## Written problem:
Put the lines from the start of the data through the line containing "M 849 328 L" into a numbered list, leaving out any blank lines.

## Records for this task:
- - -
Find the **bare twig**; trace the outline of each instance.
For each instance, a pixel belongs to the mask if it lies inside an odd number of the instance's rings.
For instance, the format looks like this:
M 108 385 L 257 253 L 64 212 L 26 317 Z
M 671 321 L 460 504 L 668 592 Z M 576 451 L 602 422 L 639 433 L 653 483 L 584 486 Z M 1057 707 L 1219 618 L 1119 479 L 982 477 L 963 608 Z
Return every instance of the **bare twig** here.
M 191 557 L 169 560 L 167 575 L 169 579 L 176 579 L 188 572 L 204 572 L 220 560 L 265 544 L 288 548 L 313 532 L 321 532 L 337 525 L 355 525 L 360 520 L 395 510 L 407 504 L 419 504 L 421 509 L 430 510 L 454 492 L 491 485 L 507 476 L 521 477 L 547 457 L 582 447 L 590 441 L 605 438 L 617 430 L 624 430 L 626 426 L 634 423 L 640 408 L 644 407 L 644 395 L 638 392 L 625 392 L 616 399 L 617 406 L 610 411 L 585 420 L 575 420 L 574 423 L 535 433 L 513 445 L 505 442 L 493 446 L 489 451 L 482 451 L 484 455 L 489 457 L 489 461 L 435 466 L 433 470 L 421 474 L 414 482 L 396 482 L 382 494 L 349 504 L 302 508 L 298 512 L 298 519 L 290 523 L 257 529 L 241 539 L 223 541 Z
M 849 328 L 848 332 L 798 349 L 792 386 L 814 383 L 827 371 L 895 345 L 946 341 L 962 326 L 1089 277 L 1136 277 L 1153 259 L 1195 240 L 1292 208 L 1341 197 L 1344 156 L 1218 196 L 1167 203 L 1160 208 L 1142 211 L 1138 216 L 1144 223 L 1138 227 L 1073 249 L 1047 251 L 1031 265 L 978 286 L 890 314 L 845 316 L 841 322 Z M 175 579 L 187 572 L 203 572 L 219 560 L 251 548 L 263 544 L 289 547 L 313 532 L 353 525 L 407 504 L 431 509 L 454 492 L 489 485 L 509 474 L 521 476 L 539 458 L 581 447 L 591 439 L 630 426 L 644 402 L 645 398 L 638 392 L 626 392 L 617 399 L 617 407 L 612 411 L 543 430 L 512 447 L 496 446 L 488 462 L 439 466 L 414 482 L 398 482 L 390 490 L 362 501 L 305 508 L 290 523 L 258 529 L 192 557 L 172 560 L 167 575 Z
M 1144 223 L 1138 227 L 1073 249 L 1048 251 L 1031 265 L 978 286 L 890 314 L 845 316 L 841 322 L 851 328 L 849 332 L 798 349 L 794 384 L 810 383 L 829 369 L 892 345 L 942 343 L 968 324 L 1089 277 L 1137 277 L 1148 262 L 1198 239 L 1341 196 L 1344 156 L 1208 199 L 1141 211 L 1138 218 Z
- - -
## Full answer:
1. Find the **bare twig**; trace the outline of each instance.
2. For each instance, a pixel belongs to the mask if it lies inside an odd number of the instance's rings.
3. For instance, the format looks like this:
4. M 108 385 L 257 253 L 64 212 L 26 317 Z
5. M 671 321 L 460 504 L 668 592 Z M 576 451 L 602 422 L 639 433 L 653 483 L 584 486 Z M 1057 707 L 1219 618 L 1119 479 L 982 477 L 963 608 Z
6. Return every instance of the **bare twig** here.
7. M 191 557 L 169 560 L 167 575 L 169 579 L 176 579 L 188 572 L 204 572 L 220 560 L 265 544 L 288 548 L 313 532 L 321 532 L 337 525 L 355 525 L 360 520 L 395 510 L 407 504 L 419 504 L 421 509 L 430 510 L 454 492 L 491 485 L 507 476 L 521 477 L 547 457 L 582 447 L 590 441 L 605 438 L 617 430 L 624 430 L 626 426 L 634 423 L 640 408 L 644 407 L 644 395 L 638 392 L 625 392 L 616 399 L 617 406 L 610 411 L 585 420 L 575 420 L 574 423 L 535 433 L 513 445 L 505 442 L 493 446 L 489 451 L 482 451 L 484 455 L 489 457 L 489 461 L 435 466 L 433 470 L 421 474 L 414 482 L 396 482 L 382 494 L 349 504 L 302 508 L 298 512 L 298 519 L 290 523 L 257 529 L 241 539 L 223 541 Z
8. M 849 328 L 848 332 L 798 349 L 792 386 L 814 383 L 827 371 L 895 345 L 946 341 L 962 326 L 1089 277 L 1136 277 L 1153 259 L 1195 240 L 1292 208 L 1341 197 L 1344 156 L 1218 196 L 1167 203 L 1160 208 L 1142 211 L 1138 216 L 1144 223 L 1138 227 L 1073 249 L 1047 251 L 1031 265 L 978 286 L 890 314 L 845 316 L 841 322 Z M 175 579 L 187 572 L 203 572 L 219 560 L 251 548 L 263 544 L 289 547 L 313 532 L 353 525 L 407 504 L 431 509 L 454 492 L 489 485 L 509 474 L 521 476 L 539 458 L 581 447 L 591 439 L 630 426 L 644 402 L 645 398 L 638 392 L 626 392 L 617 399 L 617 407 L 612 411 L 543 430 L 512 447 L 496 446 L 488 462 L 439 466 L 414 482 L 398 482 L 390 490 L 362 501 L 305 508 L 290 523 L 258 529 L 192 557 L 172 560 L 167 575 Z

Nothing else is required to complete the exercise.